- Birth name: John Dickson Kelley
- Born: October 22, 1898 Houston, Texas, United States
- Died: December 26, 1980 (aged 82) Houston, Texas, United States
- Genres: Jazz
- Occupation(s): Musician Bandleader
- Instrument: Piano
- Labels: Arcadia Records
- Formerly of: Jack Teagarden Louis Prima Pee Wee Russell

= Peck Kelley =

American jazz pianist (1898–1980)

John Dickson "Peck" Kelley (October 22, 1898 – December 26, 1980) was an American jazz pianist. He was best known for his 1920s band Peck's Bad Boys, which included Jack Teagarden, and Pee Wee Russell.

== Early life ==
John Dickson "Peck" Kelley was born in Houston, Texas on October 22, 1898.

== Career ==
=== Peck's Bad Boys ===
During the 1920s, Kelley was a popular bandleader who led his own band, Peck's Bad Boys. The group included several jazz musicians that would go on to forge successful recording careers of their own, players such as Jack Teagarden, Louis Prima, Terry Shand, Wingy Manone, Leon Roppolo and Pee Wee Russell. Despite the apparent success of this group, no recordings survive from this period.
§ §
** List of tasks **
(1) What was the name of the band Kelley led in the 1920s, according to the Peck Kelley article?
(2) Please reproduce word for word the passage of the Peck Kelley article that begins at the words "American jazz pianist (1898–1980)" and ends after the words "October 22, 1898.".
(3) Pick up the Peck Kelley article after its last sentence and continue writing it.

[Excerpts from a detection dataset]
§ §
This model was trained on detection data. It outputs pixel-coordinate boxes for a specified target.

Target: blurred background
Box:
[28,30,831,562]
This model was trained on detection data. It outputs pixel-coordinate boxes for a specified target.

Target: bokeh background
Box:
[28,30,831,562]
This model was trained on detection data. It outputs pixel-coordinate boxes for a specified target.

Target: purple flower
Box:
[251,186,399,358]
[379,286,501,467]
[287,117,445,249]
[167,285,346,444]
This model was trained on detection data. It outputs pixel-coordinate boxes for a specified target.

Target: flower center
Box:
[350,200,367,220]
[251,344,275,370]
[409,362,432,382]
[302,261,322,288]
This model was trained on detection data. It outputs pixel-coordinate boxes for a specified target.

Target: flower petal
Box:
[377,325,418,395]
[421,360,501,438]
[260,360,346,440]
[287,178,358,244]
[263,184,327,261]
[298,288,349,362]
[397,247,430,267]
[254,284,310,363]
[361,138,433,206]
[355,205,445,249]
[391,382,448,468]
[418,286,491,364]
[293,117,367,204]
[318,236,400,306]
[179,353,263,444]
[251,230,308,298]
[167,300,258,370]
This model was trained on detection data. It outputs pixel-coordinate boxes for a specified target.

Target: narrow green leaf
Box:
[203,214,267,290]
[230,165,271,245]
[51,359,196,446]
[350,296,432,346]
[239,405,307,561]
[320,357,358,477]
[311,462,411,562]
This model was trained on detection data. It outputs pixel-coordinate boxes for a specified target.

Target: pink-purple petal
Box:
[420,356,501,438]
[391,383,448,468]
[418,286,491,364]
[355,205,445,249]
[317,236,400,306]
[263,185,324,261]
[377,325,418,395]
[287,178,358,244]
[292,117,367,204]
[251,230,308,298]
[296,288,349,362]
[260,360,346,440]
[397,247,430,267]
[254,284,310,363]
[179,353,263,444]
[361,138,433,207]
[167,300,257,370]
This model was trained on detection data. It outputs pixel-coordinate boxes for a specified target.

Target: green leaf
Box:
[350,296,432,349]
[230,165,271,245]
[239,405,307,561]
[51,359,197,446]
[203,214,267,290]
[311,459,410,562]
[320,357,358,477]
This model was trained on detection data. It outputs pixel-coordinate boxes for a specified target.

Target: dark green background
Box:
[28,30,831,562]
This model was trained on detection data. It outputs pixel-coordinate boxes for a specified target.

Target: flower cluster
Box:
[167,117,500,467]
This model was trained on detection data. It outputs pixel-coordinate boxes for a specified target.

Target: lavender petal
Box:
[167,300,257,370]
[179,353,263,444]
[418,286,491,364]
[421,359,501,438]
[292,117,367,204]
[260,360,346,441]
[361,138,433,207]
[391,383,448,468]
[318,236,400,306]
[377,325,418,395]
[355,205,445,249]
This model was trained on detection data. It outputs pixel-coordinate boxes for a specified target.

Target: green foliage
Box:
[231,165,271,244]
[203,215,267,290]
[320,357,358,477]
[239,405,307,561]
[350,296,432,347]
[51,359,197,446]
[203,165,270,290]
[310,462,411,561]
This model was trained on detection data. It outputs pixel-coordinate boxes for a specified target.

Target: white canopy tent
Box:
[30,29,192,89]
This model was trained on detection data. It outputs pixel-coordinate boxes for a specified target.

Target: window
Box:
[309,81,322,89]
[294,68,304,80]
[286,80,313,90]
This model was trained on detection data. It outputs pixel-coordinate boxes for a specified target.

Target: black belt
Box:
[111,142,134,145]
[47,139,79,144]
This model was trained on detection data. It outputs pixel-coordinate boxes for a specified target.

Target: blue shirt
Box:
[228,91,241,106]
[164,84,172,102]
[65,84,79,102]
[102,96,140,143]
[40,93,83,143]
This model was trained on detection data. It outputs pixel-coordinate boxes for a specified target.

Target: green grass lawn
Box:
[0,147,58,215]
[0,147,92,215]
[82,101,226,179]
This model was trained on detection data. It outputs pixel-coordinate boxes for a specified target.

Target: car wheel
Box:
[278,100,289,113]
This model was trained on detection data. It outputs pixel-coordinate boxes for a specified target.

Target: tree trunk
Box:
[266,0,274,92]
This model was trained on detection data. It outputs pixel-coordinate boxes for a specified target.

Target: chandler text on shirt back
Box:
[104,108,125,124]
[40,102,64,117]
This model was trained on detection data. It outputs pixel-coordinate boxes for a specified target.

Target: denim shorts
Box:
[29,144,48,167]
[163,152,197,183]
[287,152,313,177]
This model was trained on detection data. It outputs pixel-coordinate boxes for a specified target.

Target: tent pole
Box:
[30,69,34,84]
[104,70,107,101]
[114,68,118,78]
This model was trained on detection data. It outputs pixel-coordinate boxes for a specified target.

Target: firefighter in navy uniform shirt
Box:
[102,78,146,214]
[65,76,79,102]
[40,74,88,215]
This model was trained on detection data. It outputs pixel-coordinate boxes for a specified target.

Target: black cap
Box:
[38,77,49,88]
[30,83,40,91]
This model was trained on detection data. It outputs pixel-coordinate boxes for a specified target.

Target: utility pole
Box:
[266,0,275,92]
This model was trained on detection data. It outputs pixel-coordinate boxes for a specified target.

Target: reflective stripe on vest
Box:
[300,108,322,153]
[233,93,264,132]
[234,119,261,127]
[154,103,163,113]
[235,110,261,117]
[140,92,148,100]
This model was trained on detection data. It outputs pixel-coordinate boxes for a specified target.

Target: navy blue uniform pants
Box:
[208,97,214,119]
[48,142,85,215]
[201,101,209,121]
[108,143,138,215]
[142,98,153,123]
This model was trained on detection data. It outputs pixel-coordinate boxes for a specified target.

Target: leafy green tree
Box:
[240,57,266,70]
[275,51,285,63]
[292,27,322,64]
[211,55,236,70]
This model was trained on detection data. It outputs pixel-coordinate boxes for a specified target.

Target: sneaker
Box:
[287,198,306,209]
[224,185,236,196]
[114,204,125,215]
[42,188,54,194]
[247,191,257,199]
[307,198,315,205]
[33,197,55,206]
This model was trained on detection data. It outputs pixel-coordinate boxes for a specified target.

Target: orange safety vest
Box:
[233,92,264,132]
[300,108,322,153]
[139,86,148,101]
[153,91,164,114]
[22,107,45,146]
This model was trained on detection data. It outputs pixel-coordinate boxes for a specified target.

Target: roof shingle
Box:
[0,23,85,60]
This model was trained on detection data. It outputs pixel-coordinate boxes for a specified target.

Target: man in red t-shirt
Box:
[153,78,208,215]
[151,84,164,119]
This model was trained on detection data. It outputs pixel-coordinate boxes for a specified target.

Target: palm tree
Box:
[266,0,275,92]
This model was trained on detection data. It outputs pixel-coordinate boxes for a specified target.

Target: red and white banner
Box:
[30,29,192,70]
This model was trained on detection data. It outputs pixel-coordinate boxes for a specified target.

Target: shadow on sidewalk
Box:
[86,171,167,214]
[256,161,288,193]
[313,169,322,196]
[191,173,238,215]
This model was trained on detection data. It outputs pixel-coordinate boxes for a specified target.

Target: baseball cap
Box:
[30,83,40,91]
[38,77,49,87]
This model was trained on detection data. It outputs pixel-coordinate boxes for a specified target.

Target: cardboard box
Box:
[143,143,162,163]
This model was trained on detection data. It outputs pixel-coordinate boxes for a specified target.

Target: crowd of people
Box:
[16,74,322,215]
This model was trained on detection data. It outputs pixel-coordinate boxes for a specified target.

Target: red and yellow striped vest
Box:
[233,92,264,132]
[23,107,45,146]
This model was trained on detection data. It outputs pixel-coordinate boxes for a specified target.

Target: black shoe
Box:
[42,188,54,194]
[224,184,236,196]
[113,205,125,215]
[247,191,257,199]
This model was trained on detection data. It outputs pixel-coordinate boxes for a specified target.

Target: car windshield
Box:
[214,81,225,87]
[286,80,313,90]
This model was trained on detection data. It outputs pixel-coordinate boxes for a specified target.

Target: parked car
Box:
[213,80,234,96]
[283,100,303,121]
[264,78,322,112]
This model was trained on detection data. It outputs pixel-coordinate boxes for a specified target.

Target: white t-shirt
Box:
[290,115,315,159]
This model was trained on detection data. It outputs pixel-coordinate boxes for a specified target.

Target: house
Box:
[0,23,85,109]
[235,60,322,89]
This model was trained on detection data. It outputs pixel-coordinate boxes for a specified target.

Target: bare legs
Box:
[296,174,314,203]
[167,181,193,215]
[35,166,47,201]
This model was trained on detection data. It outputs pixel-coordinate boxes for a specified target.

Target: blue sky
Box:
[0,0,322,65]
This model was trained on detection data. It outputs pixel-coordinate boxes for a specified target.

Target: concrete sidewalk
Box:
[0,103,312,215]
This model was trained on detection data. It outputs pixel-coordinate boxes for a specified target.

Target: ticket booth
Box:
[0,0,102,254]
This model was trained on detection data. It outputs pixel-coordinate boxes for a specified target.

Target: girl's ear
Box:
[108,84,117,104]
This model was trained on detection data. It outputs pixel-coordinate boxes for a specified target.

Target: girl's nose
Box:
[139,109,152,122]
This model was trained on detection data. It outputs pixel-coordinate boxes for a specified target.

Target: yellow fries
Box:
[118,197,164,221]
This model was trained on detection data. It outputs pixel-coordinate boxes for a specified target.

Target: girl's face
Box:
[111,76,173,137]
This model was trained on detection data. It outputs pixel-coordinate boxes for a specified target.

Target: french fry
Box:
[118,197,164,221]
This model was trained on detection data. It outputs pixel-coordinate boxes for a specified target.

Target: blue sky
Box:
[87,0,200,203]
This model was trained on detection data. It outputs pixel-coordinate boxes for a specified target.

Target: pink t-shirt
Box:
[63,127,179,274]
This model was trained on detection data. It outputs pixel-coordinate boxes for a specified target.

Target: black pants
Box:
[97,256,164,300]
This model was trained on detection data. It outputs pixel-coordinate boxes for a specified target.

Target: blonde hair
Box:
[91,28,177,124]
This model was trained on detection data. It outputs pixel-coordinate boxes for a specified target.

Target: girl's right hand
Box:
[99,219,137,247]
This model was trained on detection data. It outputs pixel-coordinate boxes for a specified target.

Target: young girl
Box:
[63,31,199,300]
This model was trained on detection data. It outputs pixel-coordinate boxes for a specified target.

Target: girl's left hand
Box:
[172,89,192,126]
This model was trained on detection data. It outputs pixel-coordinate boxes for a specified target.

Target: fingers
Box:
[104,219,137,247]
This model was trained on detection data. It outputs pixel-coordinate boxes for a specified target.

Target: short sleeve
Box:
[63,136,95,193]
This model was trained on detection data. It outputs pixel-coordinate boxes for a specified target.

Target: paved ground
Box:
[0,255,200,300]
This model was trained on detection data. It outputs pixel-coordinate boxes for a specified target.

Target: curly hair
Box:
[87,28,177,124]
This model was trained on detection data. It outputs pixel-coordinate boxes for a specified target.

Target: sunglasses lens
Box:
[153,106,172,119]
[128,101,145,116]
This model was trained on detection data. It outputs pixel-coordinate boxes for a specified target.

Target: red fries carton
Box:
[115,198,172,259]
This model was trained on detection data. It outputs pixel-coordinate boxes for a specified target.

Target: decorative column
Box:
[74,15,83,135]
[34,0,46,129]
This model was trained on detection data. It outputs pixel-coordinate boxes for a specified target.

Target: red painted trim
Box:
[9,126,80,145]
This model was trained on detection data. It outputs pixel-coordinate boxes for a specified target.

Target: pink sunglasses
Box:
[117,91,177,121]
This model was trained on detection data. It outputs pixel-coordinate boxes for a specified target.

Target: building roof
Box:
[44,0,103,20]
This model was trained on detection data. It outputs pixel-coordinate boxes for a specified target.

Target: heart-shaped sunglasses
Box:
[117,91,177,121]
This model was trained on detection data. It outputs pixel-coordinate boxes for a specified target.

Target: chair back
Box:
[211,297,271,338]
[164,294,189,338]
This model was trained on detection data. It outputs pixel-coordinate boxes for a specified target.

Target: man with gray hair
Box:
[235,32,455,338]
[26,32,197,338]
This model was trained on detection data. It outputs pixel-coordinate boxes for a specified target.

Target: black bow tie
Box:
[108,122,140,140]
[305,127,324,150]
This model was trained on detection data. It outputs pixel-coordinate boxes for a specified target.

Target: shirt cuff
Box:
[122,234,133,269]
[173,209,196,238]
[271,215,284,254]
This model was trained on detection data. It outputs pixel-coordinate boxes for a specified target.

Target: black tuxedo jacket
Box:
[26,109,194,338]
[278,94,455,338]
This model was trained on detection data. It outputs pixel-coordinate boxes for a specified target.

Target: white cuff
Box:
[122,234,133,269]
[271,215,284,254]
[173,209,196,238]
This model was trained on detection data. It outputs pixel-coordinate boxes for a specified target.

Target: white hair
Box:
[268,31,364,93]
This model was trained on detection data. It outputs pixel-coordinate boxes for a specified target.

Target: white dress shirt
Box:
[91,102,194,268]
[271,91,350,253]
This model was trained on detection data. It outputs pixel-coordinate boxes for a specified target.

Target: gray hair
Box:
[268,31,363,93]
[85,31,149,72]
§ §
** Final results **
(1) Peck's Bad Boys.

(2)
American jazz pianist (1898–1980)

John Dickson "Peck" Kelley (October 22, 1898 – December 26, 1980) was an American jazz pianist. He was best known for his 1920s band Peck's Bad Boys, which included Jack Teagarden, and Pee Wee Russell.

== Early life ==
John Dickson "Peck" Kelley was born in Houston, Texas on October 22, 1898.

(3)
===Reluctance to travel or record===
Kelley rarely played anywhere outside of Texas. Early in his career he did perform in Missouri and Louisiana, but the politics of the worker's union at the time combined with the overall hassle of obtaining permits prompted him to return to Texas. Throughout his career Kelley repeatedly turned down offers by other musicians of the day to play outside of Texas - offers from artists such as Bing Crosby, Jimmy Dorsey, Tommy Dorsey and Paul Whiteman. However, he did perform in St. Louis, Missouri (1925), Shreveport, Louisiana (1927) and New Orleans, Louisiana (1934). Kelley joined the Dick Shannon quartet with Glen Boyd on Bass Fiddle in 1957, from which the only studio recordings from this musician survive. These were made in Houston in June 1957. Although Kelley enjoyed playing at the sessions, and subsequently listening to the tapes, he refused to allow them to be released. They were eventually released in 1983 (after Kelley's death) by Commodore Records as the "Peck Kelley Jam Sessions, Volumes 1 & 2". However, some private recordings of this same period have been released on the Arkadia record label.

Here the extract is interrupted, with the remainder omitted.